_WORK TO COMPLETE_
Copy each of the following entries verbatim, line for line.

Entries from an annotation dataset
┏━━
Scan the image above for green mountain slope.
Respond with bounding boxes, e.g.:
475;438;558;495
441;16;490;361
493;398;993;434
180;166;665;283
┗━━
_EXPECTED ANSWER_
Scan the image above for green mountain slope.
Respond with bounding boxes, e.g.:
475;438;558;495
441;16;490;361
493;398;993;434
180;166;665;283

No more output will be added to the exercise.